* RECORDS SHOWN *
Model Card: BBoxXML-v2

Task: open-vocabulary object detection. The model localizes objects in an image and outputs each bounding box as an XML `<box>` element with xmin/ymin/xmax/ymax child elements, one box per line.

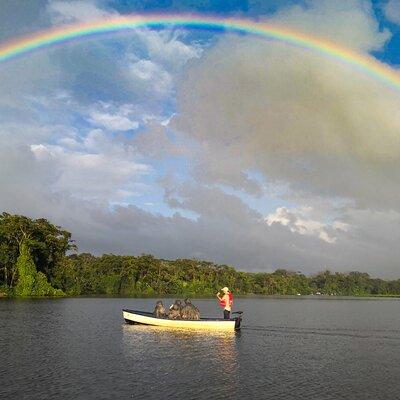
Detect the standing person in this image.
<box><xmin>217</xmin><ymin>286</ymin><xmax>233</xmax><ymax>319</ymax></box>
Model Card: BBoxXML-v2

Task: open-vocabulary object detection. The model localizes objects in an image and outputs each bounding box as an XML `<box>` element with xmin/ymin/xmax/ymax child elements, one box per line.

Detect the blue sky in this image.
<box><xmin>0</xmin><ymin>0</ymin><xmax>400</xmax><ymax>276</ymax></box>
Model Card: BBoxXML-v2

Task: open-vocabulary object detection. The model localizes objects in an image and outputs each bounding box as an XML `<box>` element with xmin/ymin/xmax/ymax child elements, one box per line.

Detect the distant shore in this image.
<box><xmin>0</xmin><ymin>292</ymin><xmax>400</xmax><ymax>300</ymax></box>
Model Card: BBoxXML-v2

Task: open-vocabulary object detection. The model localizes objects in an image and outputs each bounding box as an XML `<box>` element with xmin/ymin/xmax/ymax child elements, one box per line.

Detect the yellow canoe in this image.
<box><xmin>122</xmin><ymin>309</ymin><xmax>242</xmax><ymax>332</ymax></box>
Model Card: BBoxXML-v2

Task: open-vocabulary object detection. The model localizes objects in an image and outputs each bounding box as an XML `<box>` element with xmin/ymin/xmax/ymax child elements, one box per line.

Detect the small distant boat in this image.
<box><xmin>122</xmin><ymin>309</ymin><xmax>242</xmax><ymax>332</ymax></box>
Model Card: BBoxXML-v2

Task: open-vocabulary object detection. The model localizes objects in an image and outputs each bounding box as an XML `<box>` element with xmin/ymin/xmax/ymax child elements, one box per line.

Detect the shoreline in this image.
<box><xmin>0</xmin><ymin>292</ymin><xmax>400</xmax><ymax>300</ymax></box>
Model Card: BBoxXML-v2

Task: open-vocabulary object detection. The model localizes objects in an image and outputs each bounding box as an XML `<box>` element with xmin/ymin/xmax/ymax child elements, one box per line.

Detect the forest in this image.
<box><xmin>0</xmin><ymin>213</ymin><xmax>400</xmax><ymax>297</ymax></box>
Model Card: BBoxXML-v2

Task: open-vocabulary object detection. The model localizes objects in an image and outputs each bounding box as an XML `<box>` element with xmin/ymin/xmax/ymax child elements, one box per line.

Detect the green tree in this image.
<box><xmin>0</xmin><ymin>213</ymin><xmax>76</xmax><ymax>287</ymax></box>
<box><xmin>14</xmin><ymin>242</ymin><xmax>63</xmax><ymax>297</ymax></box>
* * *
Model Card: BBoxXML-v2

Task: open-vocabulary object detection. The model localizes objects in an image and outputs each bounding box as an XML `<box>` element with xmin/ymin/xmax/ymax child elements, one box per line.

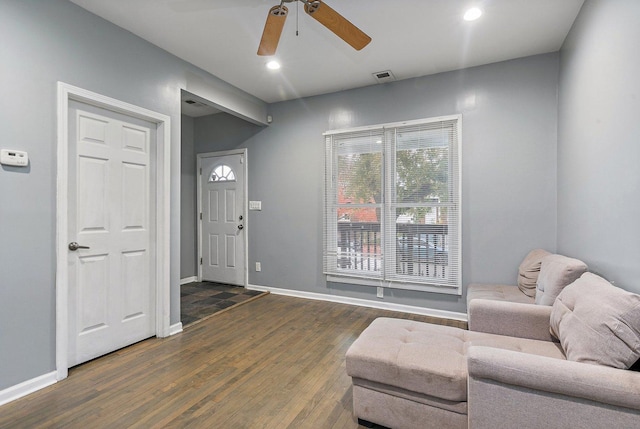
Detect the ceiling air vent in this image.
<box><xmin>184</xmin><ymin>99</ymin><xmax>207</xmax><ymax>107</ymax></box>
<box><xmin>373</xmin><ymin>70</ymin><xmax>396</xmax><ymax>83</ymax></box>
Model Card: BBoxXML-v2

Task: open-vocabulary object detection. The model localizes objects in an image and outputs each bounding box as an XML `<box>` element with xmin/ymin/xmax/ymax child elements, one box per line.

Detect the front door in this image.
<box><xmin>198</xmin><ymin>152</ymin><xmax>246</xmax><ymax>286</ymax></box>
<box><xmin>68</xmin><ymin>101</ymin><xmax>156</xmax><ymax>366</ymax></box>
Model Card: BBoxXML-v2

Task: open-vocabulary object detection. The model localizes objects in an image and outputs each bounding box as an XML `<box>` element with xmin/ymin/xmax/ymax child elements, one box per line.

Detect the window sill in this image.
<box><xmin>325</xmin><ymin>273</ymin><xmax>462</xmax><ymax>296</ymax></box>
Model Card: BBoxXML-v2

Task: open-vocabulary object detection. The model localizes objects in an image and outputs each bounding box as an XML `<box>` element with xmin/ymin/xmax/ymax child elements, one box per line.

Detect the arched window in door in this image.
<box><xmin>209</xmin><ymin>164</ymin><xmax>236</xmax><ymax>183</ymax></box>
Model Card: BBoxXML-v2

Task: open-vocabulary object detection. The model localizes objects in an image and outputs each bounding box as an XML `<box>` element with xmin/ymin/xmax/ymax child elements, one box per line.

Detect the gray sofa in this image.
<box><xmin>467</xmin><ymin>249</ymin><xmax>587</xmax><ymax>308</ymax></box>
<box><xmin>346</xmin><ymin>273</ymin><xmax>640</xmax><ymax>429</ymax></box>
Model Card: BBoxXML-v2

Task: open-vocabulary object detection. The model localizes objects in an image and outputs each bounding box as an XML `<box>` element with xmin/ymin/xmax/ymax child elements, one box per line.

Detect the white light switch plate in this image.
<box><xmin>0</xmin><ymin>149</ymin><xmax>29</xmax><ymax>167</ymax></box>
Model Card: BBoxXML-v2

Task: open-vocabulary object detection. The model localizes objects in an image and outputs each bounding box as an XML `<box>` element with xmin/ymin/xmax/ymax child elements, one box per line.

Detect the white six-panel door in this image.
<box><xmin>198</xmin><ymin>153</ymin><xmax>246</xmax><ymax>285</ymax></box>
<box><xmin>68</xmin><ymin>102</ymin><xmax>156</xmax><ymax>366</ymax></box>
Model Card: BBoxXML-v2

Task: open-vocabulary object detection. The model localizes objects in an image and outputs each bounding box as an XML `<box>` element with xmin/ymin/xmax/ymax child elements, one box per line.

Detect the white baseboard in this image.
---
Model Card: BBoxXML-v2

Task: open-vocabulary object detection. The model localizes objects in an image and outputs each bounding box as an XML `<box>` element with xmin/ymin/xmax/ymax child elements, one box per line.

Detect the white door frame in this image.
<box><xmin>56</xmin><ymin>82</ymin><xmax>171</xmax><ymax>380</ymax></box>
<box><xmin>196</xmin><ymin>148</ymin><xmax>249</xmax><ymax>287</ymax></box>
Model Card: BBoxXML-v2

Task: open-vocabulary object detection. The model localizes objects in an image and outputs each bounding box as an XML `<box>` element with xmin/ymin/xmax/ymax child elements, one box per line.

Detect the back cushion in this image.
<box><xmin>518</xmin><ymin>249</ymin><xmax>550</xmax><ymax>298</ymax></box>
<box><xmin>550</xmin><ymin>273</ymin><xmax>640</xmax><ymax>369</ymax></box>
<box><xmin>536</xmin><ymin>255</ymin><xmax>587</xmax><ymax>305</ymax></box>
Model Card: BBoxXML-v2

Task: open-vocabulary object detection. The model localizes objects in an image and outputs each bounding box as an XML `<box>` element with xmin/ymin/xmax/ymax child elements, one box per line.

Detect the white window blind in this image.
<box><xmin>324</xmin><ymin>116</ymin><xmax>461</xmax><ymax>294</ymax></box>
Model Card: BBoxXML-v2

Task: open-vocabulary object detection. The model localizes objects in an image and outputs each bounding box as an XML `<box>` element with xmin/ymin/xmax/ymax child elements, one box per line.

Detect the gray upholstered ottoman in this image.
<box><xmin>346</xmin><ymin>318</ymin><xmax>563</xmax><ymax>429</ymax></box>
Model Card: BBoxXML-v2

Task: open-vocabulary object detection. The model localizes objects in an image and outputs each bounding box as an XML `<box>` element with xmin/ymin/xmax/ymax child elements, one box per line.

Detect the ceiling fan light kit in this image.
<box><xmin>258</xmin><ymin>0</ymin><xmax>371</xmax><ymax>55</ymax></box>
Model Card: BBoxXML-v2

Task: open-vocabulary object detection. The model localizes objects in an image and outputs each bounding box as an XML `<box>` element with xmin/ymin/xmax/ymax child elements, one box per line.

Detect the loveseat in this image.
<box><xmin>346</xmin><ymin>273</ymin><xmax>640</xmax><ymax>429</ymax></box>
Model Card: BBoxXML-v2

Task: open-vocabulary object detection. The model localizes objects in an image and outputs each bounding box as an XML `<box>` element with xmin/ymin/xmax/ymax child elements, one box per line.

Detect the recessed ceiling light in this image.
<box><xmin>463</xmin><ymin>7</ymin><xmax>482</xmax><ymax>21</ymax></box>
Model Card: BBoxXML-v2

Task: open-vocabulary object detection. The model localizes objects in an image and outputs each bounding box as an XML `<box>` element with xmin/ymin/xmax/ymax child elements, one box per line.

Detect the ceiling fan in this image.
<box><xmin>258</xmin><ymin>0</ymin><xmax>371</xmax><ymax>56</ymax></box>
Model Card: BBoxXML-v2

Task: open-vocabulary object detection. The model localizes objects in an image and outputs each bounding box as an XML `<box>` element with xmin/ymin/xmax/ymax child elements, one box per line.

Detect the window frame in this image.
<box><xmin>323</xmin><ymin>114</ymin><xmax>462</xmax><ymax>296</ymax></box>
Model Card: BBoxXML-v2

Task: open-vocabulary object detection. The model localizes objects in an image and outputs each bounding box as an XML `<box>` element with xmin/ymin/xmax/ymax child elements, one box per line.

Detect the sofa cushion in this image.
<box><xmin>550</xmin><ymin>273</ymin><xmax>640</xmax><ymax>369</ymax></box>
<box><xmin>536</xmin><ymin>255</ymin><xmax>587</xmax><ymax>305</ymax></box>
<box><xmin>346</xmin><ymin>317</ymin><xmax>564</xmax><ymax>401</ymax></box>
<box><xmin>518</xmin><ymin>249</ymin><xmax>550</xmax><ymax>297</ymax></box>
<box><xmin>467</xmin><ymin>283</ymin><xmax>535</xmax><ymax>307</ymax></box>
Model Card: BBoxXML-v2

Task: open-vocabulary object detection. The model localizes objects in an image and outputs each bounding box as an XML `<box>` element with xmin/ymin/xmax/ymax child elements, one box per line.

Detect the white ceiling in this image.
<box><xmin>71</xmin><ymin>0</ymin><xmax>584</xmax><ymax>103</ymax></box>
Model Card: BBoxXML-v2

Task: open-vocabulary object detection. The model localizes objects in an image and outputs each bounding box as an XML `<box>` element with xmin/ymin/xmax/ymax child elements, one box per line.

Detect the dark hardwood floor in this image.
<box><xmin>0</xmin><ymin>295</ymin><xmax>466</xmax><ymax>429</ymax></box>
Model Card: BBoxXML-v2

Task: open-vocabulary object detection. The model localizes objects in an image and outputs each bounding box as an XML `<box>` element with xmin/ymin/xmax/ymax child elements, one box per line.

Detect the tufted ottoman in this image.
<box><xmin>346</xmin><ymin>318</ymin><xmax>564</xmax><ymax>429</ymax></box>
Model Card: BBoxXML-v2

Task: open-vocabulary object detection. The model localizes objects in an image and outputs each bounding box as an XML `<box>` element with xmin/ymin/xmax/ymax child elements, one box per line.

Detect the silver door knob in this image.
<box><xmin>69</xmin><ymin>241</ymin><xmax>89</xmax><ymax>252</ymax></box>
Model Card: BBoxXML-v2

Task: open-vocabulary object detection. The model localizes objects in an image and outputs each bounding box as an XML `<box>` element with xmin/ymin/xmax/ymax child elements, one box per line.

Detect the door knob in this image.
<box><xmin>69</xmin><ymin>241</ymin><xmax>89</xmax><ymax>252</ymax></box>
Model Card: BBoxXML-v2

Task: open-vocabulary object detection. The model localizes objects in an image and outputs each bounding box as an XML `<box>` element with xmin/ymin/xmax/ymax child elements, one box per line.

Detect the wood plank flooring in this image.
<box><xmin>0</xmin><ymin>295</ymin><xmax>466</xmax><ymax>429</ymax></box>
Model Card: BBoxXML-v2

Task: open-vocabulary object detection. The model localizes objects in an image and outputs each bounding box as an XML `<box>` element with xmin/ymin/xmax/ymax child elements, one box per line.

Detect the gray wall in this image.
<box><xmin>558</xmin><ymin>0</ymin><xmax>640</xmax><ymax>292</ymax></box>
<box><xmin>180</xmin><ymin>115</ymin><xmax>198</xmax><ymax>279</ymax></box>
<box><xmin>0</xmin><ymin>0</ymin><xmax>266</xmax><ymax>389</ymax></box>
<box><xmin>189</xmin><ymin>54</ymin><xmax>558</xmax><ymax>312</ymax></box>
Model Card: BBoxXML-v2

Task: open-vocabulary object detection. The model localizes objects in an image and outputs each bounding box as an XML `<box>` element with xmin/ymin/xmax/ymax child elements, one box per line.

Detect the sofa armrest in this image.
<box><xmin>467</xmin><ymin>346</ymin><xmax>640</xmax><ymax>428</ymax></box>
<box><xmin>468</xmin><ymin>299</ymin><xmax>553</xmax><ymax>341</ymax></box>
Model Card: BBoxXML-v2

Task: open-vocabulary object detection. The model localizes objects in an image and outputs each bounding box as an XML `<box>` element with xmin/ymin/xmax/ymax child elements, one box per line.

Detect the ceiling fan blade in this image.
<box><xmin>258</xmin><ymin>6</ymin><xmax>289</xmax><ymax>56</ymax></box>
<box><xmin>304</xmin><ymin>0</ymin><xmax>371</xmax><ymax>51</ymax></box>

* SHORT PROBLEM *
How many lines in the records above contain the string "frame", with case counting? Give only the number.

* RESPONSE TO THIS TASK *
2